*EXERCISE*
What lines in the entries hold the string "pants"? List them.

*MATERIAL FOR THIS TASK*

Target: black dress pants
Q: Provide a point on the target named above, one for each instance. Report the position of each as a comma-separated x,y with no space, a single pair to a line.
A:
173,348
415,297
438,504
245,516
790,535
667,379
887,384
==
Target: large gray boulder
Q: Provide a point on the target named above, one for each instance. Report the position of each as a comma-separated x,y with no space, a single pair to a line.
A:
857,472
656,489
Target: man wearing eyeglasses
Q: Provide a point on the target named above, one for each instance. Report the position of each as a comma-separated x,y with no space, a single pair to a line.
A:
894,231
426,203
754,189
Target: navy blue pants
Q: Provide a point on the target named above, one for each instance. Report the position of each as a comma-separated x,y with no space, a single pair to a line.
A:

*RESULT OF THE TASK*
Target: black dress pants
Target: navy blue pants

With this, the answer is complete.